Recorded data:
____
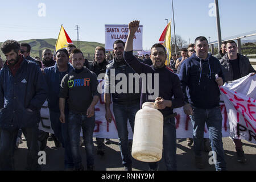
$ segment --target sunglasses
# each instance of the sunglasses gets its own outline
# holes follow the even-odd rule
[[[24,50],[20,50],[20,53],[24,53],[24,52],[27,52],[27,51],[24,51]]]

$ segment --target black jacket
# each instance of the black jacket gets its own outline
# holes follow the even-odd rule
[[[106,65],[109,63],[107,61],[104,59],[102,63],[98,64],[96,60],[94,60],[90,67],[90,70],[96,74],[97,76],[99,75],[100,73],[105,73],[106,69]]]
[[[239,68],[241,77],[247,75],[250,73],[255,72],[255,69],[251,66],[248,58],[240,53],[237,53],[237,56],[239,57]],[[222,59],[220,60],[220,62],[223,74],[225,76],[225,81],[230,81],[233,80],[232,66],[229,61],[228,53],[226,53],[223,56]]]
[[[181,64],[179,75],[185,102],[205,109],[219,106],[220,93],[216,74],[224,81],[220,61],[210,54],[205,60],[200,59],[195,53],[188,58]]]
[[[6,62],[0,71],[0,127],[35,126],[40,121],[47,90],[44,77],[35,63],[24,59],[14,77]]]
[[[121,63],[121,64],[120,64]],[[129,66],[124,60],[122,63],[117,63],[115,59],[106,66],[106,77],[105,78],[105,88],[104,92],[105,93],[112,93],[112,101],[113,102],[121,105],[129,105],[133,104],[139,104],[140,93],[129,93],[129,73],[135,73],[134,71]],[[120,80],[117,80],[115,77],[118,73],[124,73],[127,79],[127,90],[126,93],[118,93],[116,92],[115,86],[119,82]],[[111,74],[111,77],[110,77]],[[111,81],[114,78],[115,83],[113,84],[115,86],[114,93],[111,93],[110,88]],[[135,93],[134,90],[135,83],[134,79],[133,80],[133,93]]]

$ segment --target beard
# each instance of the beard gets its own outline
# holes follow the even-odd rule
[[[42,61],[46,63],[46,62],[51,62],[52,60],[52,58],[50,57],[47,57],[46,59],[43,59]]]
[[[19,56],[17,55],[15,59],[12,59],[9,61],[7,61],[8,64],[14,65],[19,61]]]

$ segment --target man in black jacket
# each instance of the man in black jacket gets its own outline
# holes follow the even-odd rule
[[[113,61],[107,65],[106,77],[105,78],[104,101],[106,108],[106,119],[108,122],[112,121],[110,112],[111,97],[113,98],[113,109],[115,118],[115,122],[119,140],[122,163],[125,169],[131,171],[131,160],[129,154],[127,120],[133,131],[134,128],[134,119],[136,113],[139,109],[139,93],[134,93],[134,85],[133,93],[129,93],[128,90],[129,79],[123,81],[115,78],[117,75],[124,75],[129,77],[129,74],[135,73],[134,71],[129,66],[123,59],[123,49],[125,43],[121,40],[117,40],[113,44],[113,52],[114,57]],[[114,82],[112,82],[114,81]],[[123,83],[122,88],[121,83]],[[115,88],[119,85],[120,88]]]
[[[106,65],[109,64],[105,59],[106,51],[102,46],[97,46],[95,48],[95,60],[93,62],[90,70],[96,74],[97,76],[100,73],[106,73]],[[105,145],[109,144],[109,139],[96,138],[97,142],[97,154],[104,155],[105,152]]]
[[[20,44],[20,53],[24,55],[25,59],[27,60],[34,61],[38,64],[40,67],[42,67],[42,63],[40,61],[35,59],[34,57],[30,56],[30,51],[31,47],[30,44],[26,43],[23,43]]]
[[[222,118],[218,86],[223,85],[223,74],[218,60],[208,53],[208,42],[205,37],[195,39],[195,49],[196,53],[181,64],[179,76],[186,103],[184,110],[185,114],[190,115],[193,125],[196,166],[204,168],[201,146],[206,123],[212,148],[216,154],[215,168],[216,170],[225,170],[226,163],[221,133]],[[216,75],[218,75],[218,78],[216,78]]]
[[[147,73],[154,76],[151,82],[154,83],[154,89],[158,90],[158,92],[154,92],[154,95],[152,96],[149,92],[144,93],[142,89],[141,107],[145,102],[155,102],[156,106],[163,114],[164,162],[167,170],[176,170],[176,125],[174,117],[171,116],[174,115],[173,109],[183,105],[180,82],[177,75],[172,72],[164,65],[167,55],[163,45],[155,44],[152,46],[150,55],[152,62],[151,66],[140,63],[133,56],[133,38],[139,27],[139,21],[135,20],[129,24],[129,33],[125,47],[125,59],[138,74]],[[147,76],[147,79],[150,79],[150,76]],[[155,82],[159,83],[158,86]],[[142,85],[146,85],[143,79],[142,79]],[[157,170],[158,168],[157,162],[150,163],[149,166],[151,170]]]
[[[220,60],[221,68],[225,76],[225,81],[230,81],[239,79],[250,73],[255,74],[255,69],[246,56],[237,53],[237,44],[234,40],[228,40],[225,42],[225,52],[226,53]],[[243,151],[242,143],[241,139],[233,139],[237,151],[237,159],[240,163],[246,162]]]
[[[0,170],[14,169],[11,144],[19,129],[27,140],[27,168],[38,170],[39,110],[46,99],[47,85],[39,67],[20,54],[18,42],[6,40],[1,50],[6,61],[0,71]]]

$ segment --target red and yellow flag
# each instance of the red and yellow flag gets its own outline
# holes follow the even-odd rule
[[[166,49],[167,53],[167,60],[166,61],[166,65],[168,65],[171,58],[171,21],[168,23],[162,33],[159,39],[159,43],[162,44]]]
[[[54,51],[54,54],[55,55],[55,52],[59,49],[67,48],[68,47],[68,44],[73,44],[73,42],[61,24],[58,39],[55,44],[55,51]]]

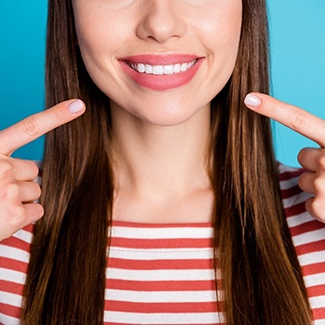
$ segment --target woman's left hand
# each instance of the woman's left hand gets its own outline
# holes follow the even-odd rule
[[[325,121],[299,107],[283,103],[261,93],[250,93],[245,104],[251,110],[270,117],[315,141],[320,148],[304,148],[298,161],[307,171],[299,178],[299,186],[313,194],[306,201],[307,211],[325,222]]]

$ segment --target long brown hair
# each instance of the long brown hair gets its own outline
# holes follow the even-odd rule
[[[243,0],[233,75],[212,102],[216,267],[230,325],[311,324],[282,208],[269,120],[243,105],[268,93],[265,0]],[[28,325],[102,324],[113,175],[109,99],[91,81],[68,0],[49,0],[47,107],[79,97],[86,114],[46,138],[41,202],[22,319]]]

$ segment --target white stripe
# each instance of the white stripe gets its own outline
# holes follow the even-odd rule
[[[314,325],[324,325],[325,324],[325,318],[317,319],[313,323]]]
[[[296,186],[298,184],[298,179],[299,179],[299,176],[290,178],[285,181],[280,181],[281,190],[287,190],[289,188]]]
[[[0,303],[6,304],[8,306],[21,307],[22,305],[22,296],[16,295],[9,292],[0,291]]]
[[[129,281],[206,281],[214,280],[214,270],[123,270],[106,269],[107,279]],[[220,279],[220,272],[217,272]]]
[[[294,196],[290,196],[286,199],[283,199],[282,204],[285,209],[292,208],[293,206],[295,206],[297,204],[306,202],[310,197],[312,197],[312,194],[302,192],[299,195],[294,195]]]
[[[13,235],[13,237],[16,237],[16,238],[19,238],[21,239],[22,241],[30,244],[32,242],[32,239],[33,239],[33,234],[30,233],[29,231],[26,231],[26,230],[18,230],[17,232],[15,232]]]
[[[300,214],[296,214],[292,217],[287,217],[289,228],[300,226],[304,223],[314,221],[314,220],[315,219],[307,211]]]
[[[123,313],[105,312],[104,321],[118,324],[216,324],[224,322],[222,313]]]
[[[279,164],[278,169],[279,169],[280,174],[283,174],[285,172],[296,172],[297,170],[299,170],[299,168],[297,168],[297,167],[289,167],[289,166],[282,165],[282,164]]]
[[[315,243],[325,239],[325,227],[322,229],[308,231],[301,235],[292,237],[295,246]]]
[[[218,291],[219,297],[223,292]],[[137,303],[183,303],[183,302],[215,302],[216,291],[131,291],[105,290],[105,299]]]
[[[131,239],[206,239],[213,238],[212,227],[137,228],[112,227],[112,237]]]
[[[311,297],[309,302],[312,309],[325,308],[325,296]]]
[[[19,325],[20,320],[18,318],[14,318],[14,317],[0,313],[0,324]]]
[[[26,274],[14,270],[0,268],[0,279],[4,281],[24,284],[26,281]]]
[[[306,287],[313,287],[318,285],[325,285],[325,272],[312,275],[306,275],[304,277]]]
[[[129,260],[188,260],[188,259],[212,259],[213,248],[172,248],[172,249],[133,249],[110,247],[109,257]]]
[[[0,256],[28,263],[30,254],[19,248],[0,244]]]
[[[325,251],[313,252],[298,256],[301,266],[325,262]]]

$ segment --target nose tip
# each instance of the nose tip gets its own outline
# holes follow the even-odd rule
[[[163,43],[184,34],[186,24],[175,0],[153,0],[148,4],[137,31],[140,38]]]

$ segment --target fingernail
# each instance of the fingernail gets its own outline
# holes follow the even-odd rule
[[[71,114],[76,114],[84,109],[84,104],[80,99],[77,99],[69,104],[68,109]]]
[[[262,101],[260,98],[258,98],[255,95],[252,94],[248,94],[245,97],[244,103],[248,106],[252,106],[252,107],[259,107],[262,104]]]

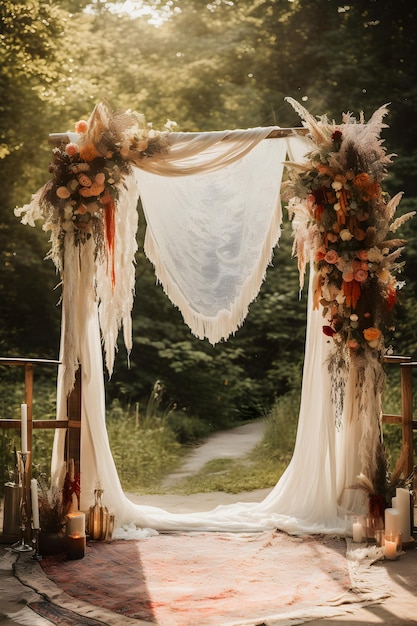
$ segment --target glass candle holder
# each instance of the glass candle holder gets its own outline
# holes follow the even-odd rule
____
Exercise details:
Starting at the line that holds "--target nose tip", repeat every line through the end of the listing exactly as written, skipping any picture.

Reply:
$ segment --target nose tip
# each instance of the nose tip gets its own outline
# holes follow the even-odd rule
[[[163,43],[184,34],[186,24],[175,0],[153,0],[148,4],[137,31],[140,38]]]

$ segment --target fingernail
# each instance of the fingernail gets its own outline
# holes follow the even-odd rule
[[[71,114],[76,114],[84,109],[84,104],[80,99],[77,99],[69,104],[68,109]]]
[[[262,101],[260,98],[258,98],[255,95],[252,94],[248,94],[245,97],[244,103],[248,106],[252,106],[252,107],[259,107],[262,104]]]

$ segment --target glass candle holder
# each instance of the glass candle holder gets its own outline
# holes follow the even-odd rule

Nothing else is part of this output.